--- start ---

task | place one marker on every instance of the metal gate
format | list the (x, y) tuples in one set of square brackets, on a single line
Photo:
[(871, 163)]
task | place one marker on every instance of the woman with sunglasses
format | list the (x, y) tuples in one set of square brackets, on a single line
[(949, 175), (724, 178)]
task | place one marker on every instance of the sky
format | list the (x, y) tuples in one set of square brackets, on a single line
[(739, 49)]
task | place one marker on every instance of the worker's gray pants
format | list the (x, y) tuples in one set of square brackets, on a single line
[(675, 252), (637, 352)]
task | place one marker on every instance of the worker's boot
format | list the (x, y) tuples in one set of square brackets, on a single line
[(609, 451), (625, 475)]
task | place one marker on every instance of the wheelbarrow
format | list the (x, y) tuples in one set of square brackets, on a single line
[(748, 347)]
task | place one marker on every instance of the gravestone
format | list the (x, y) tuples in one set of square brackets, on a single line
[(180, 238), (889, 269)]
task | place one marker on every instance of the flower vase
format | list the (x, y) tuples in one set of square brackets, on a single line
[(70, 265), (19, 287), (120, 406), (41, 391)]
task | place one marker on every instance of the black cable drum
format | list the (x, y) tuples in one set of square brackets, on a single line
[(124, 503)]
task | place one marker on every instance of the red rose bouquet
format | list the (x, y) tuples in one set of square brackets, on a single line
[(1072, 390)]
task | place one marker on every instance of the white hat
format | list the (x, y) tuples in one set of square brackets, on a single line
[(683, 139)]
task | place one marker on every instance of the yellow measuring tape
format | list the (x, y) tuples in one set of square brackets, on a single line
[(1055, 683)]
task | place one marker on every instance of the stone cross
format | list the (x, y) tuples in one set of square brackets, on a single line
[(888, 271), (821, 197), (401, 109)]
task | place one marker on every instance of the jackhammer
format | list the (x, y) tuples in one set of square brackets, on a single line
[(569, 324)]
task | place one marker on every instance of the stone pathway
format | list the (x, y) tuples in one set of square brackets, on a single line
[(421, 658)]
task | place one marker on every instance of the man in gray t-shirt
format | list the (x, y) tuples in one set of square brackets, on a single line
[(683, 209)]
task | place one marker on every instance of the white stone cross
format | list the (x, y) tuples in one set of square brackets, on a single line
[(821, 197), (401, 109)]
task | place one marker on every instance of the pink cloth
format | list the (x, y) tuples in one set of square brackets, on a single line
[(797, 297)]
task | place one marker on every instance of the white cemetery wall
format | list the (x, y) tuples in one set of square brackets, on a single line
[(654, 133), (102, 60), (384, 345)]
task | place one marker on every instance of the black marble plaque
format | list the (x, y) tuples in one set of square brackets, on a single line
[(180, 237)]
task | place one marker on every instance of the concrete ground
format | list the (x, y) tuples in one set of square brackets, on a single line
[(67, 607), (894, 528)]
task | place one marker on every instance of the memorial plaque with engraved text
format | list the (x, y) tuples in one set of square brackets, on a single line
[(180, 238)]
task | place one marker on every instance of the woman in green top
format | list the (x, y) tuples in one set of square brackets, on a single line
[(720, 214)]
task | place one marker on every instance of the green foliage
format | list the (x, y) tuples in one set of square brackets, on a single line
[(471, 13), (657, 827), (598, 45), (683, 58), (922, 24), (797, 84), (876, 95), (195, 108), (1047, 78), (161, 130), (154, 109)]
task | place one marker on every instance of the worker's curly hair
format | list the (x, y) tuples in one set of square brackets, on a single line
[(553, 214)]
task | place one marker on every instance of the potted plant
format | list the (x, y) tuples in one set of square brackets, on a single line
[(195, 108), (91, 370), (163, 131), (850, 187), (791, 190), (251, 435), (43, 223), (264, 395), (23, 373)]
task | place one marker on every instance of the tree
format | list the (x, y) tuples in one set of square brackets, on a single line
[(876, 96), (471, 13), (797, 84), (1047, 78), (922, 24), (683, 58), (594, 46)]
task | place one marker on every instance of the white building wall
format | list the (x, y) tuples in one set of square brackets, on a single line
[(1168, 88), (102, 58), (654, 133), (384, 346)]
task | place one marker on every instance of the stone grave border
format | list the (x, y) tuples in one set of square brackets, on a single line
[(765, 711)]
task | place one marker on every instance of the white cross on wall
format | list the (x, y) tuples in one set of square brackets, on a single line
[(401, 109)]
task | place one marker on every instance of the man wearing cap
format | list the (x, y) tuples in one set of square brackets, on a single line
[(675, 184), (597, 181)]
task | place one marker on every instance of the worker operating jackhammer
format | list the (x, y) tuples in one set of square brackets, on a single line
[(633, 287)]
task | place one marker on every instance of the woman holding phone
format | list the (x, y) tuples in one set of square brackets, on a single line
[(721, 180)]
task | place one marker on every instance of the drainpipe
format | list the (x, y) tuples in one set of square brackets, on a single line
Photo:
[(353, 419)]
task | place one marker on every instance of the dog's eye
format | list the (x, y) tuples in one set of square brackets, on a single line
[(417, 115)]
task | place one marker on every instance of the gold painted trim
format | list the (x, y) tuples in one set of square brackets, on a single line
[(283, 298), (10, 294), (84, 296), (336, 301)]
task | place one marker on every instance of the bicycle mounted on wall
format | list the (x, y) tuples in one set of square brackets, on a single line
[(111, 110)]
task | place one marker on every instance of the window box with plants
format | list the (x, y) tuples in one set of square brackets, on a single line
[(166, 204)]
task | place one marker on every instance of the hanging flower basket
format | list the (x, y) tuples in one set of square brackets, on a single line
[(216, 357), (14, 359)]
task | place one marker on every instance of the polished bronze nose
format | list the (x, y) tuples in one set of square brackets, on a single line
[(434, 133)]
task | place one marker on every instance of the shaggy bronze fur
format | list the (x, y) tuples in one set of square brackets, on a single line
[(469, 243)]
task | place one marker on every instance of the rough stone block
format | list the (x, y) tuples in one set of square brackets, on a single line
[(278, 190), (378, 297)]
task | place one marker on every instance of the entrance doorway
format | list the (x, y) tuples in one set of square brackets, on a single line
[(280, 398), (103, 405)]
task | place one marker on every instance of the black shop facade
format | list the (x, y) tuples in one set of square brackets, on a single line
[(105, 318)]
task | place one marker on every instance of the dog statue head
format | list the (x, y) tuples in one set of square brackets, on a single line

--- end ---

PROMPT → Return the rows unchanged from the line containing "white building wall" through the line containing "[(401, 109)]", including both of those lines.

OUTPUT →
task | place one marker on every instance of the white building wall
format | list the (x, y) tuples in one set of square brackets, on a single line
[(1168, 88), (102, 58), (654, 133), (384, 346)]
task | place one marker on every instance of the stone grave border
format | list the (x, y) tuples in one set of square brackets, on a single line
[(765, 711)]
task | place one marker on every instance of the white cross on wall
format | list the (x, y) tuples in one set of square brackets, on a single line
[(401, 109)]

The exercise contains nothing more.